Task statement: From the press briefing transcript below, reproduce word for word the passage that begins at "QUESTION: But as" and stops after "State on that.".

Document:
________

There's nothing that I have that comes to mind on specific
attention on that matter. I can tell you that we made an announcement several weeks
ago about humanitarian aid in the event of refugee situations and we always
work through international organizations to make certain that if there is a
refugee situation, that we are able to handle it as best as possible, again
through international means.
QUESTION: But as far as you know, no one from the
U.S. government has talked to Syria specifically, or Iran specifically, about --
MR. FLEISCHER: You may want to check with State on that.
QUESTION: Ari, on the U.N. resolution, a second U.N.
resolution, one of the forces that's at work, it seems, is increasing rancor and nastiness
within the Western alliance. You've got newspapers here showing France and
Germany as weasels at the Security Council, people calling France "surrender
monkeys." Then you've got a lot of anti-Americanism on the streets over in
France.
MR. FLEISCHER: Are you asking me if I can be responsible
for the American press?
QUESTION: No, but I am asking if you can be -- can
speak for the responsibility of top officials of the Bush administration --
Secretary Rumsfeld, who has dismissively referred to France and Germany as
old Europe; and today, Secretary Powell, who warned France not be afraid of its responsibilities. Is that the rhetoric of a great power, and is
that really the most effective way of building alliances?
MR. FLEISCHER: I think that there's no question that when
you look at the decades-long alliance between the United States and Europe there
are moments in that alliance that are the reflections of democratic disagreements
between nations that virtually always see things the same way, but
occasionally they don't. And during that time I think that it's part and parcel of
democracies to speak frankly. And that has happened in numerous cases; it's happened between
France and other nations. And as the President has said, in the end, this is
an alliance of shared values, and in the end, no matter what happens vis-a-vis
Iraq, we will remain a close alliance.
QUESTION: But is it possible that the attitude which
emanates not from the
press, but from the administration, of "you're with us or you're
against us," kind of dismissive superiority to some of the oldest American
allies, is contributing to the problems in forging a common front against
Iraq?
MR. FLEISCHER: No, I think you have some stark differences
and you're seeing the differences discussed openly, and what's wrong with
that? That's one of the strengths of our alliance, one of the strengths of our
democracies, that we can differ. And, again, when you take a look at this, the
differences are really with Germany and France and Belgium -- and that has now
been settled vis-a-vis NATO. And those are differences that are reflective of a
minority of countries. There is agreement between the United States and most of the
nations of Europe. The European governments stand very strong with the United
States. There are differences with France. And I don't think what you're
hearing about somebody saying afraid of responsibilities is a very powerful or
strong message that people could object to. I think these are the types of
differences that, if they emerge, are the differences that come time to time between
great democracies and do not put any particular deep strain on the
alliance. That's how I think the French would approach it the same way.
QUESTION: Ari, on the second resolution, has the
administration gotten any indication that France would not veto the second resolution?
MR. FLEISCHER: It would not be my place to speak for France
and what they would do or wouldn't do. And certainly, that's their right to see
the text of it and, at that point, to make whatever judgments they want to
make. But the President again believes that in the end, the United Nations will
want to play a constructive role and will be an organization that is relevant. He
hopes that
will be the case still.

________

Data section:
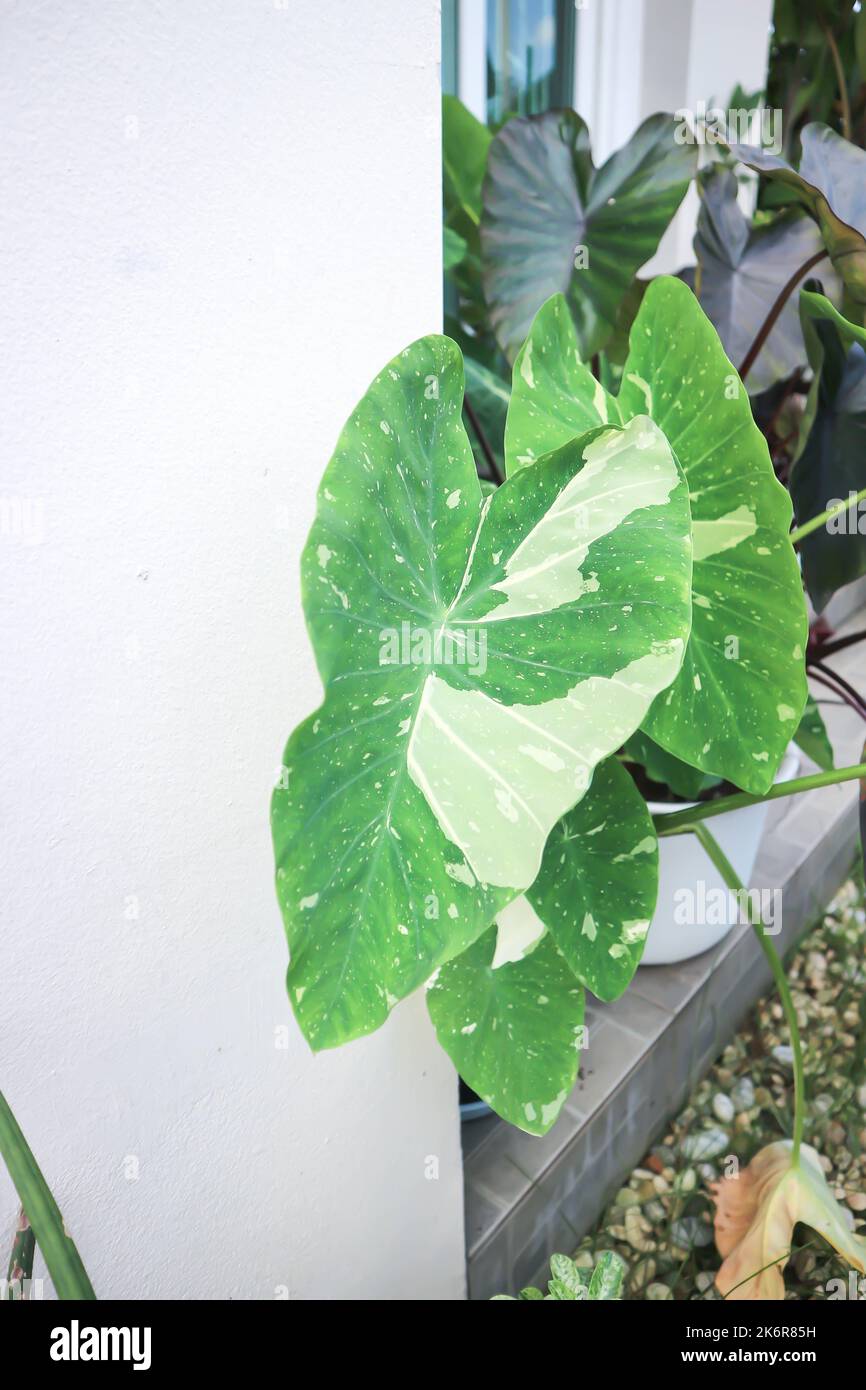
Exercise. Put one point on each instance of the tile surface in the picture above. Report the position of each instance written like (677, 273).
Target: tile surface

________

Result:
QUESTION: But as far as you know, no one from the
U.S. government has talked to Syria specifically, or Iran specifically, about --
MR. FLEISCHER: You may want to check with State on that.